WHAT THE TASK REQUIRES:
From the New York memoir below, list every hotel, store, eatery, and entertainment venue that is named.

[Begin SELECTED EXCERPT]

I haven’t been there in decades but my memories of the place….. If you have not read other blogs of mine, please bear in mind that my Dad worked for an airline so I had the priviledge of traveling extensively and flying back in the days when it was still quite expensive and I got upgrades. Please understand, I am very grateful and appreciate how lucky I was. Especially as I now pay every cent for any flight I take! I saw the first ever 747 take off from New York, it was parked beside the 707 I was booked onto. The first flight had passengers made up of employees of PanAm. I was in awe, even though I knew because Dad had taught me from a very young age how planes work and what gets them off the ground, but even I just looked at that thing and thought ‘Wow! that plane is HUGE!’.

During my early and mid-teens I traveled through New York several times a year en-route to where ever home happened to be. Staying at a hotel called The Taft. Back then it was a great hotel, then fell into some disrepair and I believe it is now a condo thingie. Going across the road from the hotel to Choc’Full’o’Nuts for breakfast because I always woke up too early – flying in from London meant I was 5 or 6 hours out of sync. The all night noise of sirens and car horns honking.

I was never that keen on NYC in the summer, my memories are of garbage and taxi strikes and the heat. But in the winter, it was a magical city. I loved it best in December, Santa Claus on every street corner, hot chestnut sellers, the craziness of Macys Store with that constant ding ding ding noise and (back then) Gimbells (sp?) which was a competitor and if I remember right, pretty much on the next block.

Radio City Music Hall with those incredibly tall guys in top hats to welcome you in to not just a movie but a show too. Not to mention the Rockettes.

[End SELECTED EXCERPT]
[Begin DATA LISTING]

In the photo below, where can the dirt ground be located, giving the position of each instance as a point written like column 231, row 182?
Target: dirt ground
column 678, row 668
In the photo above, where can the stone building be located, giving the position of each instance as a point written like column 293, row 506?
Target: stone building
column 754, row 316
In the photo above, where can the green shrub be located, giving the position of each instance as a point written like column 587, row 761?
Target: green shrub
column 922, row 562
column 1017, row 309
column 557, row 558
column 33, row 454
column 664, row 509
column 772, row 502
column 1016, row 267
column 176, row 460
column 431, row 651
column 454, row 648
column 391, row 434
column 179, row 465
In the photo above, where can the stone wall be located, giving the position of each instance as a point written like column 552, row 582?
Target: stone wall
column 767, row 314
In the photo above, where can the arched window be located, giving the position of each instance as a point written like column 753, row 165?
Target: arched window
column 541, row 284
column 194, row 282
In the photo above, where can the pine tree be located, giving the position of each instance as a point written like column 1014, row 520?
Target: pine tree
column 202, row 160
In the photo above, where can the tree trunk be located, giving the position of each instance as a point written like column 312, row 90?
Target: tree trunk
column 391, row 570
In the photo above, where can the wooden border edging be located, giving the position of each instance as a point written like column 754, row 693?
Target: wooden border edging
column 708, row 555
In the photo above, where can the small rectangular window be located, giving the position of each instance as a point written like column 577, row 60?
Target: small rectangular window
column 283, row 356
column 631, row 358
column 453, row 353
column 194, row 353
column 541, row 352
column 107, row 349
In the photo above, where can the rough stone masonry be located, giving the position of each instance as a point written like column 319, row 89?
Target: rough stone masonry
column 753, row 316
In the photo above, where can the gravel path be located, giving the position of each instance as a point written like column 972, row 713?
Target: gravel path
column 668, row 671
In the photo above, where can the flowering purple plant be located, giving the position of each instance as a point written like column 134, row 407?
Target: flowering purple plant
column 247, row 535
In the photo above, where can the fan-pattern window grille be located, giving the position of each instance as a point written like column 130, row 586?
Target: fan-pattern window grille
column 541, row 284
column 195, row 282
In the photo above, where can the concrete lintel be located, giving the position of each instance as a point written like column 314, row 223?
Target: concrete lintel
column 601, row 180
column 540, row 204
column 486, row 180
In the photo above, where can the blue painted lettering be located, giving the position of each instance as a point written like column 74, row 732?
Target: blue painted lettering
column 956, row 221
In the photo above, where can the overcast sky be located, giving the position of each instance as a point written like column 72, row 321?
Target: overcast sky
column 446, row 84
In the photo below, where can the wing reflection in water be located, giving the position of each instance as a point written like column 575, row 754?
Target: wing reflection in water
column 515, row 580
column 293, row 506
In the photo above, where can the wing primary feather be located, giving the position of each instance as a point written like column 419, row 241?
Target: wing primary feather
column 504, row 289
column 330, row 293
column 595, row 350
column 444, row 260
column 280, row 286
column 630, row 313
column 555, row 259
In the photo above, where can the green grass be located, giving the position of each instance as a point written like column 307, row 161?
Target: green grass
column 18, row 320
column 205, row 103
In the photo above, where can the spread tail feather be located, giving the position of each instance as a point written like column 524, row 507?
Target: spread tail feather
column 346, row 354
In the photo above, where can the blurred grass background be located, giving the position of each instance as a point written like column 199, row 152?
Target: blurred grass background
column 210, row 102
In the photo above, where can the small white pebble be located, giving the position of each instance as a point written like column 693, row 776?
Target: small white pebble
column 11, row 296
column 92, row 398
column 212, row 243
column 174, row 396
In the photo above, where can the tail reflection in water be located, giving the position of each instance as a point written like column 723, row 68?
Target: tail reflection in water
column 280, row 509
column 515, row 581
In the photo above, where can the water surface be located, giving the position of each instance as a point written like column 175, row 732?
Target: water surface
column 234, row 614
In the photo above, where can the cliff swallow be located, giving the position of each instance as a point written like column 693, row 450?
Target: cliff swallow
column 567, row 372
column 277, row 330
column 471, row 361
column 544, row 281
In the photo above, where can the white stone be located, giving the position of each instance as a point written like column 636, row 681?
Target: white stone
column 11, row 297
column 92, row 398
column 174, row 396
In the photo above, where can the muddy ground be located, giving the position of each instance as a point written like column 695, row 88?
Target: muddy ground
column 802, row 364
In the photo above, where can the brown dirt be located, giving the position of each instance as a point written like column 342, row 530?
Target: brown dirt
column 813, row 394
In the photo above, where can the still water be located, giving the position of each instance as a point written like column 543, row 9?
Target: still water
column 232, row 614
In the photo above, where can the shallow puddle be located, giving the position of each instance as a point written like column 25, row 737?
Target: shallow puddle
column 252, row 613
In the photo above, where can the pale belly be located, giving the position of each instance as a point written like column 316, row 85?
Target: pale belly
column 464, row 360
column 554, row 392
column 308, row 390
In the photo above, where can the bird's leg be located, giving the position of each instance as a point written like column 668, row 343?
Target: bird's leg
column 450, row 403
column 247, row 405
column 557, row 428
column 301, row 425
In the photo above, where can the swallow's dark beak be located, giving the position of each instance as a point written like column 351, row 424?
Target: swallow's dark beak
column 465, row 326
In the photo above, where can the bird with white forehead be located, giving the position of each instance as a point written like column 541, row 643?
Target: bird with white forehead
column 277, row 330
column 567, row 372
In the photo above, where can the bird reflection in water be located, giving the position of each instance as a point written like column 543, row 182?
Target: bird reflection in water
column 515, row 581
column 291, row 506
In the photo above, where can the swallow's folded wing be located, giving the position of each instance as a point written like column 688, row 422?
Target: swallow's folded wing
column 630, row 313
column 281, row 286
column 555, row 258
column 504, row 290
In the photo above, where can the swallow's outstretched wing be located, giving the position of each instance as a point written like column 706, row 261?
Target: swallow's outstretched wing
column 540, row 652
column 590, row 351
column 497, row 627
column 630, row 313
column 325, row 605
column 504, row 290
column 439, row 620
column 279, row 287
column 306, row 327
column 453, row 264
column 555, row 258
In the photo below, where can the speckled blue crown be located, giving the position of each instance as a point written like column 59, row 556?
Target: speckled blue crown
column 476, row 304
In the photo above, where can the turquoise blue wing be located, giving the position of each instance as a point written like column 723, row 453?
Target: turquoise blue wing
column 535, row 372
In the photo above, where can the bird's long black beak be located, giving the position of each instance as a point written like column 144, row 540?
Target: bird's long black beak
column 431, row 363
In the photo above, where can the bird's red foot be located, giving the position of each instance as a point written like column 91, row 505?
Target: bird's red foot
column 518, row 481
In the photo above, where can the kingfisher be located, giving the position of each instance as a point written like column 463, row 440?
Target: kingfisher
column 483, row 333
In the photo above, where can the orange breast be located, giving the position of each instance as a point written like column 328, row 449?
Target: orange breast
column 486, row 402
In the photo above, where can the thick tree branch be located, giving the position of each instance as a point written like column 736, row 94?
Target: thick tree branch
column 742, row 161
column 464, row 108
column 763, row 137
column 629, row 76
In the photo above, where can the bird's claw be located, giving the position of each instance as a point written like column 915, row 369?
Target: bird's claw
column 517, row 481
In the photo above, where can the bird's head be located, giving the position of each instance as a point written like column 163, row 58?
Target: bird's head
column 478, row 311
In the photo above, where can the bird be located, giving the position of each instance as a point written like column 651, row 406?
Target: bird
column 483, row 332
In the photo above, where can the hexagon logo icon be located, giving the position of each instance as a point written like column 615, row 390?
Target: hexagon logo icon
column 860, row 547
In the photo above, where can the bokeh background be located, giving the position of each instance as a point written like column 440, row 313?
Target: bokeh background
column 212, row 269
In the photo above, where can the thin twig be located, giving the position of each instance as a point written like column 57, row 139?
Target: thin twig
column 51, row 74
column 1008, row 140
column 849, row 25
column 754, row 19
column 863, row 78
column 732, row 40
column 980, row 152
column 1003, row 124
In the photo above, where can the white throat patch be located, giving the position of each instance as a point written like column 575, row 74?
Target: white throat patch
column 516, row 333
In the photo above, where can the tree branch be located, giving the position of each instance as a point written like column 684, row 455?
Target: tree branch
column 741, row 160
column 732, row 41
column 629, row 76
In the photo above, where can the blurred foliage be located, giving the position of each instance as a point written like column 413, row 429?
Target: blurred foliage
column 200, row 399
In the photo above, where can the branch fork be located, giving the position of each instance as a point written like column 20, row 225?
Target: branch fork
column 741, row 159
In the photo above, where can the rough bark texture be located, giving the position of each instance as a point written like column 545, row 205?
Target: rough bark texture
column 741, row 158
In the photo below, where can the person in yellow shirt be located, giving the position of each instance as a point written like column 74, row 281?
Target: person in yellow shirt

[End DATA LISTING]

ANSWER IN FULL:
- The Taft (hotel)
- Choc’Full’o’Nuts (breakfast spot)
- Macys Store
- Gimbells (store)
- Radio City Music Hall